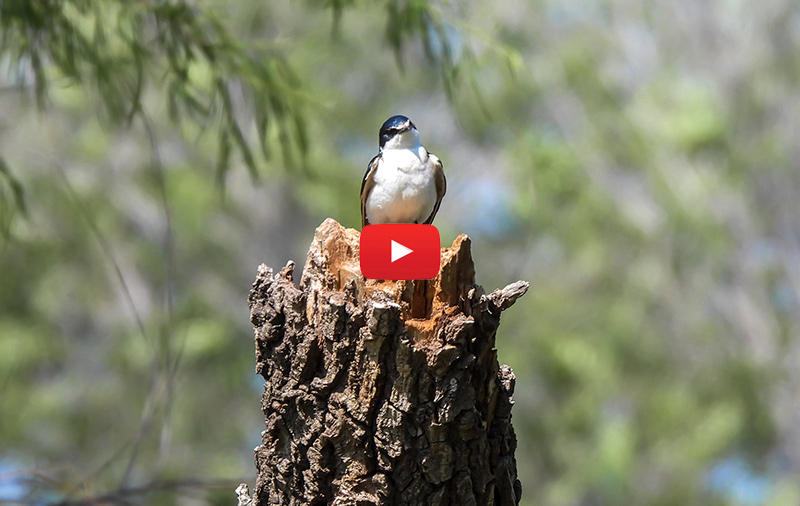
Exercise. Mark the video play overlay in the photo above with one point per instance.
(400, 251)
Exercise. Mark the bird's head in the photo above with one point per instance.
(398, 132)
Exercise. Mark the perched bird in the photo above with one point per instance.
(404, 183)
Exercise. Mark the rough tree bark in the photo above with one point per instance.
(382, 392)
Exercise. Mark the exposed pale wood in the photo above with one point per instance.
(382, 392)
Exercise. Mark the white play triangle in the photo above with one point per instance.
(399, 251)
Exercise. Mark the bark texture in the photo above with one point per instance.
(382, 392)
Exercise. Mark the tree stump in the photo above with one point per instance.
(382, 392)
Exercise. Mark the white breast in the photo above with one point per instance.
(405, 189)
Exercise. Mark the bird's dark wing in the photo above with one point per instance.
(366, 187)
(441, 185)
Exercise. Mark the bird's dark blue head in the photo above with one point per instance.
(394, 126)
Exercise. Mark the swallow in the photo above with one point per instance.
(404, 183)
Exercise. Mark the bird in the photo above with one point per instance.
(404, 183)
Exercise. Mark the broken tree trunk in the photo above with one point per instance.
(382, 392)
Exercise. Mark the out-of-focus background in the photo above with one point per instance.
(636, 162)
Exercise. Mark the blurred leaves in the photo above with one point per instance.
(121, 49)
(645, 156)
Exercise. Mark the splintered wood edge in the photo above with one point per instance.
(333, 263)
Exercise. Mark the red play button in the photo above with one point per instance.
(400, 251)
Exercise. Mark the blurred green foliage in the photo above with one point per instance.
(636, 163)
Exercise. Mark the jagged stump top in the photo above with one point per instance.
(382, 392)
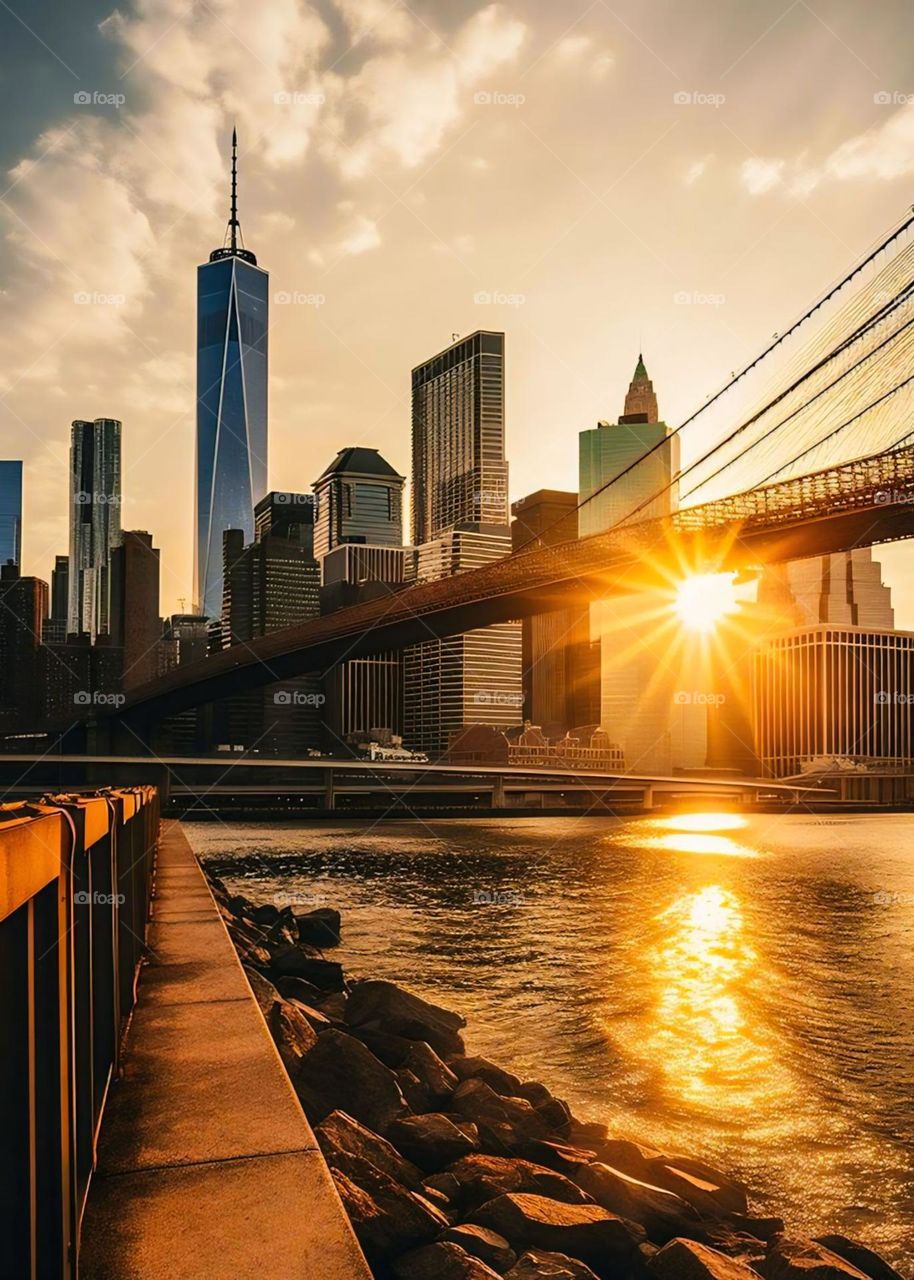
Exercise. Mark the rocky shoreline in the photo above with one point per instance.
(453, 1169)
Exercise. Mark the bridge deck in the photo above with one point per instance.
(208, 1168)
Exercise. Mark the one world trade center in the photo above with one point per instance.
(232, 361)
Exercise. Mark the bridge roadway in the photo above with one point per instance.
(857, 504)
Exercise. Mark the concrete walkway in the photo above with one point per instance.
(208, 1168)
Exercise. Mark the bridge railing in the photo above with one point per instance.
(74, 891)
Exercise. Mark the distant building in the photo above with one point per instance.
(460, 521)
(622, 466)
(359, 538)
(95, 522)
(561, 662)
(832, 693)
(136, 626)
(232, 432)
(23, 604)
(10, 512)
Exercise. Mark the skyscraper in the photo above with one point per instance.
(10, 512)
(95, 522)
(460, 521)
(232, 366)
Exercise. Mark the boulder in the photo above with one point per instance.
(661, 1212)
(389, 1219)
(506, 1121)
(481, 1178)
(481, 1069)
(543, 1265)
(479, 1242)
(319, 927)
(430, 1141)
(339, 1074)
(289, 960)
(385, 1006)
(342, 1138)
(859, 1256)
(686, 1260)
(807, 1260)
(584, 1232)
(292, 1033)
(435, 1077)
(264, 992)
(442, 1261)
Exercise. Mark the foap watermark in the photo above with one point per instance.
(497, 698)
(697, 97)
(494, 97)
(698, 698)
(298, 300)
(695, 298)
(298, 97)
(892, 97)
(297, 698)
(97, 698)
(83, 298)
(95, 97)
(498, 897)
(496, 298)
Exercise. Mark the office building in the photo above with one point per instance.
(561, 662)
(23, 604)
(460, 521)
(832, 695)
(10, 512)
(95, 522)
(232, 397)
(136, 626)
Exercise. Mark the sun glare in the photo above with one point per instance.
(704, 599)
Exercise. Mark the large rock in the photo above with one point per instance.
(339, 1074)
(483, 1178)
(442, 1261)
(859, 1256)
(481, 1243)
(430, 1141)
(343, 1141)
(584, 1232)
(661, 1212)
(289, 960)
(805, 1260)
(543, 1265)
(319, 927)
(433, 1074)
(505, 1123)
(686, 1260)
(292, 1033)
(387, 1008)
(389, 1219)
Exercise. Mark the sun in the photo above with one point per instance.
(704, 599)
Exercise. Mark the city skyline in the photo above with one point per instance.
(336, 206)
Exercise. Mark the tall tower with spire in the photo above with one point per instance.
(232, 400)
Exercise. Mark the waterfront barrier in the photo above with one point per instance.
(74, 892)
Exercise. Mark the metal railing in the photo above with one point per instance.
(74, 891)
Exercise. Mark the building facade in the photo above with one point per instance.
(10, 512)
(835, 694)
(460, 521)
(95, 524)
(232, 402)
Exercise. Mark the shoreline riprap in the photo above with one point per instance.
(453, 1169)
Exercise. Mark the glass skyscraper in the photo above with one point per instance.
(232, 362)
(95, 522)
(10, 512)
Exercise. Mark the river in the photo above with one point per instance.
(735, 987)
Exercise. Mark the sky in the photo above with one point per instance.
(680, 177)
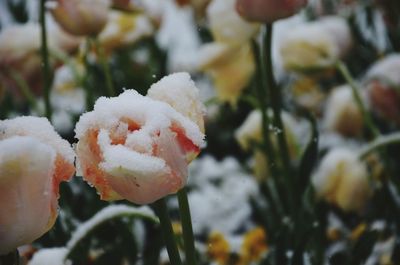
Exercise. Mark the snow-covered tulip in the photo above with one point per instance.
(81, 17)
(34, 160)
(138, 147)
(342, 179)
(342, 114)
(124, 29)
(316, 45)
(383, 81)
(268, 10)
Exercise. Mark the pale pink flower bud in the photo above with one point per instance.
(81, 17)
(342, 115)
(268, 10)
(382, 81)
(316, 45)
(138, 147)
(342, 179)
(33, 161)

# # # #

Objective:
Repeat the whole listing above word for word, but leave out the pictures.

Task answer:
Exercise. Mark the video play overlay in the photo above with one point per instance.
(400, 251)
Exercise. Mark the bird's head in the photo above with one point per instance.
(398, 132)
Exercise. Mark the perched bird in the photo above with one point per instance.
(404, 183)
Exercise. Mark the rough tree bark in the photo above with one point per instance.
(382, 392)
Exercise. Mark the exposed pale wood in the photo above with one point per instance.
(382, 392)
Exercise. Mark the white play triangle in the photo above with one point per instance.
(399, 251)
Exercise. Mark the bark texture in the photo above with one point per instance.
(382, 392)
Exercise. Mark the tree stump in the photo above with one point per instance.
(382, 392)
Exercise. Mark the white breast in the photo above with one point per instance.
(405, 189)
Exercise. Mark the bird's dark wing in the photo above with one point per instance.
(366, 187)
(441, 185)
Exercise. Mark the bird's dark blue head in the photo above with one point per instance.
(394, 126)
Exercise. Mark the swallow in the photo above with one point per instance.
(404, 183)
Exercise. Mark the bird in the photo above with one point per instance.
(404, 183)
Exercise. Mark the broken tree trunk in the photo above with one point per instance.
(382, 392)
Exercise. Mark the out-of-focus background in the photo above with one point per instance.
(636, 162)
Exercise. Mark the blurred leaves in the photo above with one point per instance.
(121, 49)
(645, 156)
Exercise. Mark the splintered wood edge in the photo above with one point per instance.
(333, 263)
Exercise. Mark the red play button in the photo above with one point per instance.
(400, 251)
Exercise. Mark the blurred green foliage in the photo above with one point per instance.
(636, 163)
Exercise. Mark the jagged stump top in the photo above with one point per instance.
(382, 392)
Exercise. Mark the rocky shoreline in the photo above with one point per instance.
(453, 1169)
Exercise. Mark the bridge deck in the photo above with one point per instance.
(208, 1168)
Exercise. Mark the one world trade center in the photo above with one point per instance.
(232, 361)
Exercise. Mark the bridge roadway in the photo above with one point per instance.
(857, 504)
Exercise. Mark the concrete walkway in the photo above with one point per instance.
(208, 1168)
Exercise. Mark the bridge railing in the photo above with one point per instance.
(74, 891)
Exercise. Mark the distant building in the photo above with one point per instance.
(460, 521)
(622, 466)
(359, 538)
(95, 522)
(561, 662)
(832, 693)
(136, 626)
(232, 432)
(23, 604)
(10, 512)
Exercise. Mark the skyscraper in the photo above with one point per instance.
(10, 512)
(95, 522)
(460, 521)
(232, 366)
Exercise. Mark the boulder in the photo above with one point per instance.
(661, 1212)
(389, 1219)
(506, 1121)
(481, 1178)
(481, 1069)
(543, 1265)
(479, 1242)
(319, 927)
(430, 1141)
(339, 1074)
(289, 960)
(385, 1006)
(342, 1138)
(859, 1256)
(686, 1260)
(807, 1260)
(584, 1232)
(292, 1033)
(435, 1077)
(264, 992)
(442, 1261)
Exercise. Mark the foap watermark in the photo above with one point per instance.
(497, 698)
(697, 97)
(494, 97)
(698, 698)
(298, 300)
(695, 298)
(298, 97)
(892, 97)
(297, 698)
(97, 698)
(83, 298)
(95, 97)
(498, 897)
(496, 298)
Exercise. Mark the office building in the photo above with one point per instance.
(561, 662)
(23, 604)
(460, 521)
(832, 695)
(10, 512)
(95, 522)
(232, 397)
(136, 626)
Exercise. Mark the sun glare in the photo above with one point per instance.
(704, 599)
Exercise. Mark the large rock in the photo above with one point per instance.
(339, 1074)
(483, 1178)
(442, 1261)
(859, 1256)
(481, 1243)
(430, 1141)
(343, 1141)
(584, 1232)
(661, 1212)
(289, 960)
(805, 1260)
(543, 1265)
(319, 927)
(433, 1074)
(505, 1123)
(686, 1260)
(292, 1033)
(387, 1008)
(389, 1219)
Exercise. Mark the sun in the photo above with one point per instance.
(704, 599)
Exercise. Mark the city skyline in the photo above with one point per instance.
(336, 206)
Exercise. Mark the tall tower with spire in the photo above with one point per instance.
(232, 400)
Exercise. Mark the waterfront barrier in the photo above with one point per instance.
(74, 892)
Exercise. Mark the metal railing in the photo above with one point per instance.
(74, 891)
Exercise. Mark the building facade in the photo above with one point per instance.
(10, 512)
(835, 694)
(460, 521)
(95, 524)
(232, 402)
Exercise. Mark the shoreline riprap in the photo above with one point per instance.
(453, 1169)
Exercise. Mark the glass skyscraper in the photo above with one point per instance.
(232, 362)
(95, 522)
(10, 512)
Exercise. Mark the river in the photo above with one point per instance.
(735, 987)
Exercise. Mark the sky in the photo above with one point per instance.
(680, 177)
Exercise. Mark the snow-covered tulip in the photo above with one point per instance.
(81, 17)
(34, 160)
(138, 147)
(342, 179)
(342, 114)
(124, 29)
(316, 45)
(383, 81)
(268, 10)
Exercise. Mark the pale pink flower bud in the photo above with one point per instance.
(81, 17)
(342, 115)
(268, 10)
(382, 81)
(316, 45)
(138, 147)
(342, 179)
(33, 161)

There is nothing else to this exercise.